[Records from a collection]
* START *

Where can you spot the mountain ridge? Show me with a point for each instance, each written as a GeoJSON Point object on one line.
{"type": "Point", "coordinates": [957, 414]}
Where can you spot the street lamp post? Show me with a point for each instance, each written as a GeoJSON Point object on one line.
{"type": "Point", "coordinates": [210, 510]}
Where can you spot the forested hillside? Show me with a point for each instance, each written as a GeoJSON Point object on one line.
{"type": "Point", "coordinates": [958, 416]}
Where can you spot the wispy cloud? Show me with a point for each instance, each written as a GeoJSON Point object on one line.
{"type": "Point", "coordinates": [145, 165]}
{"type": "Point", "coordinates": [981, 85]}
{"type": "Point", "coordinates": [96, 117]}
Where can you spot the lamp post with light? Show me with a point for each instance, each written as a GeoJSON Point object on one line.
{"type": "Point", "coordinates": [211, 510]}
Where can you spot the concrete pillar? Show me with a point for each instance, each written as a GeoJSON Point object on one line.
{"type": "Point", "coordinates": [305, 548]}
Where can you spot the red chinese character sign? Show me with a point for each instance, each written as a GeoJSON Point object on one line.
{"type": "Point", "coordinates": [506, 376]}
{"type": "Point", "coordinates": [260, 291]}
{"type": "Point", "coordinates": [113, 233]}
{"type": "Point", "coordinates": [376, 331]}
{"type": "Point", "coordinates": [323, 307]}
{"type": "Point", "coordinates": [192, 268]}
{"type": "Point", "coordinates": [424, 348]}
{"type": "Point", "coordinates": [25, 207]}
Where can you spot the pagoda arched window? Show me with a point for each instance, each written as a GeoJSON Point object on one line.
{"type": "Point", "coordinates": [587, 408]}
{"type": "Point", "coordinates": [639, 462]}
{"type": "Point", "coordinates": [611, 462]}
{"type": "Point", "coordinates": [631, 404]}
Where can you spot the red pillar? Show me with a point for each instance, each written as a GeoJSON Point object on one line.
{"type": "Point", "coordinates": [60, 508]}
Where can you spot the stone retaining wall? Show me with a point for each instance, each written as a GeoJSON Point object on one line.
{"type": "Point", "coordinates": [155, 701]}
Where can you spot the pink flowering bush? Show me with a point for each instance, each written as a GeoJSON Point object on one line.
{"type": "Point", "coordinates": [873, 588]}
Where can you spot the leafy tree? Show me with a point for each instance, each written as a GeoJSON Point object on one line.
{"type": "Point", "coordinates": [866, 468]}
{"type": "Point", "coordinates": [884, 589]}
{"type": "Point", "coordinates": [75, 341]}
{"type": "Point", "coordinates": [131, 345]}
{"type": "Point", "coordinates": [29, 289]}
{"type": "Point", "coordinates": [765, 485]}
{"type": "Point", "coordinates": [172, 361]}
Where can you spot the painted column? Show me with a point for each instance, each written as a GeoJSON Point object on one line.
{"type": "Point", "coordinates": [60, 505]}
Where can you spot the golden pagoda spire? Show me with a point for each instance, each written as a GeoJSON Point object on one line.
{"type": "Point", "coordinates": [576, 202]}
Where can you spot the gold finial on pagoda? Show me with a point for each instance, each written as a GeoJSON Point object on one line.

* END *

◆ Given exercise
Quote the data above word for word, starting at the line that contains "Where can you spot the golden" and continuing through to the very end of the data.

◆ The completed task
Where can you spot the golden pagoda spire? Show me with a point for each instance, each written as a GeoJSON Point object on one line.
{"type": "Point", "coordinates": [576, 202]}
Where can you spot the gold finial on pagoda? Show me with a point for each instance, each written as a GeoJSON Point object on one line.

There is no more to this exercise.